=== AIM ===
Please identify every line in the items below that contains the string "target", and copy each of those lines.
Begin RECORDS PROVIDED
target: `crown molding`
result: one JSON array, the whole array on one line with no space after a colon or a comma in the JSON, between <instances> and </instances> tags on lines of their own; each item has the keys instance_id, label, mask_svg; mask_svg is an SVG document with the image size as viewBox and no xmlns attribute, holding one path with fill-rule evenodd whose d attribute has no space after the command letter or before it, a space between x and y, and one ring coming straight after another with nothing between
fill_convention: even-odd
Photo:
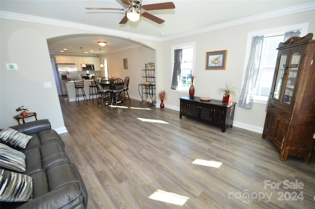
<instances>
[{"instance_id":1,"label":"crown molding","mask_svg":"<svg viewBox=\"0 0 315 209\"><path fill-rule=\"evenodd\" d=\"M144 35L134 33L126 33L112 29L104 28L91 26L88 25L80 24L71 22L55 20L53 19L46 18L41 17L37 17L32 15L28 15L22 14L15 13L0 11L0 18L11 19L13 20L21 20L24 21L32 22L37 23L42 23L49 25L53 25L59 26L68 28L83 29L94 32L98 32L102 34L113 36L119 36L126 39L132 38L133 40L145 39L156 41L164 41L173 39L178 38L194 35L205 32L208 32L216 30L221 29L229 27L235 26L238 25L251 23L258 20L264 20L269 18L286 15L295 13L315 9L315 2L312 2L297 6L284 8L271 12L266 12L256 15L253 15L244 18L240 18L229 22L214 25L201 29L193 30L187 33L181 33L180 35L171 35L167 37L157 37L149 35Z\"/></svg>"},{"instance_id":2,"label":"crown molding","mask_svg":"<svg viewBox=\"0 0 315 209\"><path fill-rule=\"evenodd\" d=\"M237 20L232 20L220 24L213 25L210 26L200 28L189 32L184 33L180 35L175 35L165 37L163 38L163 41L170 40L176 38L185 37L189 35L195 35L202 33L208 32L215 31L219 29L222 29L229 27L235 26L245 23L249 23L259 20L265 20L288 14L293 14L298 12L315 9L315 1L301 4L298 6L291 6L290 7L284 8L272 11L271 12L266 12L244 18L240 18Z\"/></svg>"},{"instance_id":3,"label":"crown molding","mask_svg":"<svg viewBox=\"0 0 315 209\"><path fill-rule=\"evenodd\" d=\"M0 18L31 22L36 23L42 23L44 24L52 25L77 29L86 30L93 31L94 32L98 32L102 34L111 36L119 36L120 37L125 38L126 39L133 38L133 40L145 39L158 41L161 41L160 38L157 38L149 35L141 35L140 34L134 34L132 33L126 33L125 32L122 32L105 28L97 27L96 26L81 24L80 23L73 23L72 22L55 20L54 19L15 13L13 12L0 11Z\"/></svg>"}]
</instances>

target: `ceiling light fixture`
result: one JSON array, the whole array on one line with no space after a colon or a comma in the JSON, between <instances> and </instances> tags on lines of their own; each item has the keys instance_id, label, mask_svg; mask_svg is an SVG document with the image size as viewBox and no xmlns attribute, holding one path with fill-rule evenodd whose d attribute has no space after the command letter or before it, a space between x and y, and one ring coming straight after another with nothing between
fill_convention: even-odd
<instances>
[{"instance_id":1,"label":"ceiling light fixture","mask_svg":"<svg viewBox=\"0 0 315 209\"><path fill-rule=\"evenodd\" d=\"M87 66L85 65L85 64L84 64L84 60L83 59L83 51L82 51L82 49L83 48L83 47L80 47L80 48L81 49L81 53L82 55L82 64L81 65L81 66L83 68L85 68L86 67L87 67Z\"/></svg>"},{"instance_id":2,"label":"ceiling light fixture","mask_svg":"<svg viewBox=\"0 0 315 209\"><path fill-rule=\"evenodd\" d=\"M100 56L102 55L102 50L101 49L99 49L99 58L100 58ZM100 64L100 65L99 65L99 67L100 68L104 68L104 65L103 65L103 60L102 59L102 58L100 58L101 60L102 60L102 63Z\"/></svg>"},{"instance_id":3,"label":"ceiling light fixture","mask_svg":"<svg viewBox=\"0 0 315 209\"><path fill-rule=\"evenodd\" d=\"M103 41L98 41L97 42L97 43L100 46L105 46L105 45L106 45L106 43L106 43L106 42L103 42Z\"/></svg>"},{"instance_id":4,"label":"ceiling light fixture","mask_svg":"<svg viewBox=\"0 0 315 209\"><path fill-rule=\"evenodd\" d=\"M136 22L140 19L140 14L137 8L132 6L131 10L127 12L126 15L129 20L131 22Z\"/></svg>"}]
</instances>

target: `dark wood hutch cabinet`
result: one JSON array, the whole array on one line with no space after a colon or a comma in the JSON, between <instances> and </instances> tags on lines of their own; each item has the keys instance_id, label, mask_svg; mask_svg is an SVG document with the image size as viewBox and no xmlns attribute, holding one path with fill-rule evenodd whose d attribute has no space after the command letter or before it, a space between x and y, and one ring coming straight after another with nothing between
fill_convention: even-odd
<instances>
[{"instance_id":1,"label":"dark wood hutch cabinet","mask_svg":"<svg viewBox=\"0 0 315 209\"><path fill-rule=\"evenodd\" d=\"M315 139L315 40L313 34L280 43L262 138L308 163Z\"/></svg>"}]
</instances>

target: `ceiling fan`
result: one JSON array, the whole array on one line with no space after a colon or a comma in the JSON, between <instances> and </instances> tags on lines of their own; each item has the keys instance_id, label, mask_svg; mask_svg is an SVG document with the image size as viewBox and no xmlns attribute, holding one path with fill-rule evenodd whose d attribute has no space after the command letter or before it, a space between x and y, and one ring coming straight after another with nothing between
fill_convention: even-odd
<instances>
[{"instance_id":1,"label":"ceiling fan","mask_svg":"<svg viewBox=\"0 0 315 209\"><path fill-rule=\"evenodd\" d=\"M124 18L119 23L120 24L124 24L127 23L128 20L132 22L137 21L140 18L140 15L149 19L159 24L162 24L165 22L156 16L153 15L147 11L155 10L158 9L174 9L175 5L172 2L165 2L163 3L153 3L151 4L142 5L139 0L121 0L122 2L125 4L127 7L126 9L124 8L86 8L86 9L114 9L122 11L126 11L126 14Z\"/></svg>"}]
</instances>

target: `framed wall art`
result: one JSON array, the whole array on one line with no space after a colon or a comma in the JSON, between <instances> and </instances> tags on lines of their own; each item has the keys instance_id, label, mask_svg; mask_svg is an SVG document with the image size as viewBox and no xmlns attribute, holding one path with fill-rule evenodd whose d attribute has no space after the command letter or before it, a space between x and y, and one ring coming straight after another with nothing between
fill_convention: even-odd
<instances>
[{"instance_id":1,"label":"framed wall art","mask_svg":"<svg viewBox=\"0 0 315 209\"><path fill-rule=\"evenodd\" d=\"M225 70L227 50L206 52L205 70Z\"/></svg>"}]
</instances>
End RECORDS PROVIDED
=== OUTPUT BELOW ===
target: `crown molding`
target: `ceiling light fixture`
target: `dark wood hutch cabinet`
target: `ceiling fan`
target: `framed wall art`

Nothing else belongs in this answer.